(Stored dataset records)
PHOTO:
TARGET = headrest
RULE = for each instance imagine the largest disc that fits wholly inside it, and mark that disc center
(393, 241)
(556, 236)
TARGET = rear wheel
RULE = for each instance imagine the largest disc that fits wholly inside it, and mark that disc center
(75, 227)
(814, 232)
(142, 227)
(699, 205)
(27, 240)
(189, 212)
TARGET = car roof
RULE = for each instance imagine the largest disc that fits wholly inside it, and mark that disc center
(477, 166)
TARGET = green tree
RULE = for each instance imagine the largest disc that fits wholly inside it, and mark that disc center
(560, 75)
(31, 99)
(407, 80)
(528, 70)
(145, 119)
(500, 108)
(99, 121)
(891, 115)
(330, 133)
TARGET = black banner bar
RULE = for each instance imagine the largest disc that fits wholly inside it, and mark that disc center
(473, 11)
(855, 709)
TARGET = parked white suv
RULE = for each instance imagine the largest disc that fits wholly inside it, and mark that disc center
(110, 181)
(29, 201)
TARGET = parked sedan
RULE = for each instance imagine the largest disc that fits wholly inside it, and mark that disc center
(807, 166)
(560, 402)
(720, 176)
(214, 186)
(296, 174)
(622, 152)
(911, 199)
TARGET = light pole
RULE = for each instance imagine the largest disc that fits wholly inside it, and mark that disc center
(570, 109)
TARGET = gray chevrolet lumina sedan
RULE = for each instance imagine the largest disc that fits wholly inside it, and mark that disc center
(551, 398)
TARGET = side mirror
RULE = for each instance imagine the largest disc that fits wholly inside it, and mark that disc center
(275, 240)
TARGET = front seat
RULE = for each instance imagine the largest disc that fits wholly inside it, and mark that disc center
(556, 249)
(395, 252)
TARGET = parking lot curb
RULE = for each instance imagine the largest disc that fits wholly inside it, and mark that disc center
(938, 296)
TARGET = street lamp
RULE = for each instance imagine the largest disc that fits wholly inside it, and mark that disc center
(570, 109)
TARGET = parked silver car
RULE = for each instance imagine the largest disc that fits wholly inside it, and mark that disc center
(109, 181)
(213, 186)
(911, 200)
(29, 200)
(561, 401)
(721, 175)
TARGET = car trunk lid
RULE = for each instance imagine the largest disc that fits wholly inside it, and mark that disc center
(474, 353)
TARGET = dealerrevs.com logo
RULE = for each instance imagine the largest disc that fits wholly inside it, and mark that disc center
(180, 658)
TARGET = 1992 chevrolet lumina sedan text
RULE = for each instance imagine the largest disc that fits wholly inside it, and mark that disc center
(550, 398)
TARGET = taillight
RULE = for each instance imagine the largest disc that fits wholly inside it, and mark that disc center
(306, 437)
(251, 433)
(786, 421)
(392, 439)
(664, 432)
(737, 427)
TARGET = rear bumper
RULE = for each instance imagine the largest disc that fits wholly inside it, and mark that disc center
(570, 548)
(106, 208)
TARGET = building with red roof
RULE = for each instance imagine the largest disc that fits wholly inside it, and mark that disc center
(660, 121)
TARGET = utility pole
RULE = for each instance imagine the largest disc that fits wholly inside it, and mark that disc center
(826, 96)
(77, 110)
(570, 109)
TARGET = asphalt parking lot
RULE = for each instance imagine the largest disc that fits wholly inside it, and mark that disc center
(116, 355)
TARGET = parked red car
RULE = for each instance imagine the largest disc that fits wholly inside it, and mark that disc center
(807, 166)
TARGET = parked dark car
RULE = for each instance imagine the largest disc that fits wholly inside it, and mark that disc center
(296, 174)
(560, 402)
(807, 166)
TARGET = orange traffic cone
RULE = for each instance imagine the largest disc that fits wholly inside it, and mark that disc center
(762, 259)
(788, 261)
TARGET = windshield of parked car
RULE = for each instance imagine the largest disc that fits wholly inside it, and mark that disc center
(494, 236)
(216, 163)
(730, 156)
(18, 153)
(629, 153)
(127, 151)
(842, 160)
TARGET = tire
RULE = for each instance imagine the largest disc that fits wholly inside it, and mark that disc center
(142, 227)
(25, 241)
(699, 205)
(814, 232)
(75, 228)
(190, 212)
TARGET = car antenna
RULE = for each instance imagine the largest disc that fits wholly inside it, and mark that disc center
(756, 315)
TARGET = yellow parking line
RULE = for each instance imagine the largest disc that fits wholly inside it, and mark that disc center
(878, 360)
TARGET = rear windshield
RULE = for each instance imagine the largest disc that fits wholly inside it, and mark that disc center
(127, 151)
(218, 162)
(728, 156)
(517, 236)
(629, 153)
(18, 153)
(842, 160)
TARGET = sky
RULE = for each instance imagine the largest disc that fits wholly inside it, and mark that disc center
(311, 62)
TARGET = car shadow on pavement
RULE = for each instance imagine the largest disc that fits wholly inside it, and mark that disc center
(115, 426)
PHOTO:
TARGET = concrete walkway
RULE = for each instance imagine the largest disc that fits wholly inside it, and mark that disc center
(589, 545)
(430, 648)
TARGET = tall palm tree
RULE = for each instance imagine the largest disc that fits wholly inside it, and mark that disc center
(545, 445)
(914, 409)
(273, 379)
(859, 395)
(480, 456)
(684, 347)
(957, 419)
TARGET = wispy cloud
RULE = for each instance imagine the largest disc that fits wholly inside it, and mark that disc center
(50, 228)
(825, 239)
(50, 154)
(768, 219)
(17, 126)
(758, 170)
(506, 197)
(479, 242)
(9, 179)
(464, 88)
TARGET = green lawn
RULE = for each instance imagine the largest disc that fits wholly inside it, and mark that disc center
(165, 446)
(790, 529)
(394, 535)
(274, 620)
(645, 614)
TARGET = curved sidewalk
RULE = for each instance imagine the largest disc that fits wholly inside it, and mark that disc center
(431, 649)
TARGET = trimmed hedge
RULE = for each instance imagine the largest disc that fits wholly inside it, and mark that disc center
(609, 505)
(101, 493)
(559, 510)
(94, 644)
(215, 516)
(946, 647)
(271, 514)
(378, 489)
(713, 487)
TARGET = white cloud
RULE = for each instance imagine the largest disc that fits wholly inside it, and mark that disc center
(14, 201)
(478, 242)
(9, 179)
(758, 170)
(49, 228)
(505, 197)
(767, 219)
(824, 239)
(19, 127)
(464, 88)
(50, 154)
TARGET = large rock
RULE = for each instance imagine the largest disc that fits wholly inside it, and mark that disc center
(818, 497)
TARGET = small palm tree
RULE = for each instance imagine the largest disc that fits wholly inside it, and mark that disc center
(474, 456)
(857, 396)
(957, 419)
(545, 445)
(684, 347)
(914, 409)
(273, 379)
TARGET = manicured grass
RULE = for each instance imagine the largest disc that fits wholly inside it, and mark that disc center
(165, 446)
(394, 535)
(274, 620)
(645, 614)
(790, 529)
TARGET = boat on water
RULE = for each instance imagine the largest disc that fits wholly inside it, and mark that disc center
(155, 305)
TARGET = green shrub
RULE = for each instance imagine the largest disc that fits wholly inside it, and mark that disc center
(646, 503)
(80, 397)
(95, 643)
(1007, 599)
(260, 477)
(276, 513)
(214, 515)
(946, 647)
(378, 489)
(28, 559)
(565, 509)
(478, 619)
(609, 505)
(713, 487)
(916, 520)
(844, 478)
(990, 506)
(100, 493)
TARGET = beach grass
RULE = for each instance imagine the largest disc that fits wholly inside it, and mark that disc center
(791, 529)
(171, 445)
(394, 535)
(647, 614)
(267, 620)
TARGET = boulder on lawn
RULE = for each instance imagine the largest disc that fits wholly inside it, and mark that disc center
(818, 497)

* Short task:
Could you render every one of the records above as a numbered list, omitting any blank lines?

* Expected answer:
1. PHOTO:
2. TARGET = headrest
3. RULE = for each instance imagine the largest disc that fits wholly inside it, and mark that disc center
4. (393, 241)
5. (556, 236)
6. TARGET = rear wheel
7. RULE = for each instance imagine the largest disc that fits wholly inside it, and mark that disc center
8. (75, 227)
9. (814, 232)
10. (142, 227)
11. (699, 205)
12. (27, 240)
13. (189, 212)
14. TARGET = car roof
15. RULE = for each instance imagine the largest disc that fits wholly inside it, and mark that disc center
16. (477, 166)
17. TARGET = green tree
18. RULE = for each instance imagine the largest disc that fits wholly inside it, and mark that disc center
19. (560, 75)
20. (31, 99)
21. (407, 80)
22. (528, 70)
23. (145, 119)
24. (500, 108)
25. (99, 121)
26. (891, 115)
27. (330, 133)
28. TARGET = black banner bar
29. RULE = for each instance imagine the largest disc that fits wholly inside it, and mark that disc center
30. (473, 11)
31. (855, 709)
32. TARGET = parked white suv
33. RULE = for each instance imagine the largest disc that fits wholly inside it, and mark that disc center
34. (110, 181)
35. (29, 201)
36. TARGET = parked sedan
37. RULE = for each instance imagine the largest disc that fits wholly inside it, and mark that disc center
38. (807, 166)
39. (560, 402)
40. (720, 176)
41. (214, 186)
42. (296, 174)
43. (622, 152)
44. (911, 199)
45. TARGET = light pole
46. RULE = for each instance imagine the largest disc that fits wholly inside it, and mark that disc center
47. (570, 109)
48. TARGET = gray chevrolet lumina sedan
49. RULE = for each instance imagine the largest disc that fits wholly inside it, and mark that disc center
50. (551, 398)
51. TARGET = side mirror
52. RULE = for each instance imagine the largest disc that fits wholly inside it, and mark that disc center
53. (275, 240)
54. TARGET = front seat
55. RULE = for each instance imagine the largest disc that fits wholly inside it, and mark that disc center
56. (556, 249)
57. (395, 252)
58. TARGET = parking lot curb
59. RULE = for each instance imagine the largest disc that fits wholly inside it, and mark that disc center
60. (938, 296)
61. TARGET = street lamp
62. RULE = for each instance imagine the largest disc that fits wholly inside it, and mark that disc center
63. (570, 109)
64. TARGET = parked silver car
65. RULE = for each instance imagine the largest disc that fits wholly inside it, and mark that disc center
66. (109, 181)
67. (213, 186)
68. (911, 200)
69. (29, 200)
70. (561, 401)
71. (721, 175)
72. TARGET = car trunk lid
73. RULE = for each instance imagine the largest disc that fits wholly inside it, and mark that disc center
74. (474, 353)
75. TARGET = dealerrevs.com logo
76. RULE = for each instance imagine the largest disc that fits wholly inside it, and mark that disc center
77. (180, 658)
78. TARGET = 1992 chevrolet lumina sedan text
79. RULE = for each instance imagine the largest disc that fits wholly inside it, and mark that disc center
80. (550, 398)
81. TARGET = taillight
82. RULE = for each instance imagine the largest disc that fits wholly inside it, and mark that disc center
83. (306, 437)
84. (251, 433)
85. (786, 421)
86. (392, 439)
87. (664, 432)
88. (737, 427)
89. TARGET = rear bumper
90. RULE = for each instance imagine the largest disc that fits wholly inside it, and mark that disc center
91. (570, 548)
92. (106, 208)
93. TARGET = building with red roof
94. RULE = for each instance imagine the largest disc that fits wholly inside it, and mark that disc center
95. (660, 121)
96. TARGET = utility pole
97. RULE = for each instance imagine the largest disc that fits wholly inside it, and mark that disc center
98. (826, 96)
99. (77, 110)
100. (570, 109)
101. TARGET = asphalt parking lot
102. RULE = for each instance imagine the largest disc that fits wholly inside it, and mark that disc center
103. (116, 355)
104. TARGET = parked red car
105. RULE = for each instance imagine the largest disc that fits wholly inside it, and mark that disc center
106. (807, 166)
107. TARGET = parked dark car
108. RULE = for each instance imagine the largest disc that fits wholly inside it, and mark that disc center
109. (296, 174)
110. (560, 402)
111. (807, 166)
112. TARGET = orange traffic cone
113. RULE = for each instance imagine the largest disc that fits wholly inside it, and mark that disc center
114. (762, 259)
115. (788, 261)
116. TARGET = windshield of parked car
117. RULE = for each instance imagine the largest disc that fits wholly inside it, and mark that disc center
118. (494, 236)
119. (216, 163)
120. (730, 156)
121. (18, 153)
122. (629, 153)
123. (127, 151)
124. (842, 160)
125. TARGET = tire
126. RULE = for each instance imagine the largest disc that fits wholly inside it, and mark that disc center
127. (142, 227)
128. (25, 241)
129. (699, 205)
130. (814, 232)
131. (75, 228)
132. (190, 212)
133. TARGET = car antenna
134. RULE = for each instance imagine the largest disc that fits wholly inside it, and mark that disc center
135. (756, 315)
136. TARGET = yellow parking line
137. RULE = for each instance imagine the largest disc that fits wholly inside it, and mark that disc center
138. (878, 360)
139. TARGET = rear windshield
140. RULE = for each instance imagine the largest disc that fits wholly inside it, and mark that disc center
141. (127, 151)
142. (218, 162)
143. (728, 156)
144. (517, 236)
145. (629, 153)
146. (18, 153)
147. (842, 160)
148. TARGET = sky
149. RULE = for each instance imagine the largest disc that fits wholly inside it, and mark that disc center
150. (311, 62)
151. TARGET = car shadow on pavement
152. RULE = for each instance imagine the largest disc that fits wholly inside it, and mark that disc center
153. (115, 426)
154. PHOTO:
155. TARGET = concrete walkway
156. RULE = for each instance imagine the largest disc that fits wholly inside it, and mark that disc center
157. (589, 545)
158. (430, 648)
159. TARGET = tall palm tree
160. RULE = for each instance imagine the largest disc that fits wholly inside it, and mark that disc center
161. (545, 445)
162. (914, 409)
163. (273, 379)
164. (859, 395)
165. (480, 456)
166. (684, 347)
167. (957, 419)
168. TARGET = wispy cloud
169. RULE = for each instance imagine the largest disc that fits wholly inside it, and mark that disc center
170. (50, 228)
171. (825, 239)
172. (50, 154)
173. (768, 219)
174. (17, 126)
175. (758, 170)
176. (506, 197)
177. (479, 242)
178. (9, 179)
179. (464, 88)
180. TARGET = green lawn
181. RULE = for each instance imagine the largest disc that fits wholly inside it, and mark that disc center
182. (165, 446)
183. (790, 529)
184. (394, 535)
185. (274, 620)
186. (645, 614)
187. TARGET = curved sidewalk
188. RULE = for each instance imagine the largest disc that fits wholly inside it, and mark that disc center
189. (431, 649)
190. TARGET = trimmed hedge
191. RULE = for each instance imagine the largest disc that fits wholly inside it, and mark that disc center
192. (609, 505)
193. (101, 493)
194. (559, 510)
195. (94, 644)
196. (215, 516)
197. (946, 647)
198. (271, 514)
199. (378, 489)
200. (713, 487)
201. TARGET = white cloud
202. RULE = for each instance imagine the largest disc that fits wholly inside it, and mark that disc center
203. (14, 201)
204. (478, 242)
205. (9, 179)
206. (758, 170)
207. (49, 228)
208. (505, 197)
209. (767, 219)
210. (824, 239)
211. (19, 127)
212. (464, 88)
213. (50, 154)
214. TARGET = large rock
215. RULE = for each instance imagine the largest disc that fits wholly inside it, and mark that disc center
216. (818, 497)
217. TARGET = small palm tree
218. RULE = for each instance imagine the largest disc that fits wholly inside it, and mark that disc center
219. (474, 456)
220. (857, 396)
221. (957, 419)
222. (545, 445)
223. (684, 347)
224. (914, 409)
225. (273, 379)
226. TARGET = manicured grass
227. RULE = for each instance imagine the largest disc that fits wholly inside it, and mark that disc center
228. (165, 446)
229. (394, 535)
230. (274, 620)
231. (645, 614)
232. (790, 529)
233. TARGET = boat on water
234. RULE = for each instance imagine the largest disc that fits wholly inside it, and mark that disc center
235. (155, 305)
236. TARGET = green shrub
237. RULE = for each instance imagine the largest disc that fits wholly inside it, and mark that disc center
238. (646, 503)
239. (80, 397)
240. (95, 643)
241. (1007, 599)
242. (260, 477)
243. (276, 513)
244. (214, 515)
245. (946, 647)
246. (378, 489)
247. (28, 559)
248. (565, 509)
249. (478, 619)
250. (609, 505)
251. (713, 487)
252. (916, 520)
253. (844, 478)
254. (990, 506)
255. (100, 493)
256. TARGET = beach grass
257. RULE = for each instance imagine the largest disc that fits wholly inside it, and mark that disc center
258. (791, 529)
259. (171, 445)
260. (394, 535)
261. (647, 614)
262. (267, 620)
263. TARGET = boulder on lawn
264. RULE = for each instance imagine the largest disc that fits wholly inside it, and mark that disc center
265. (818, 497)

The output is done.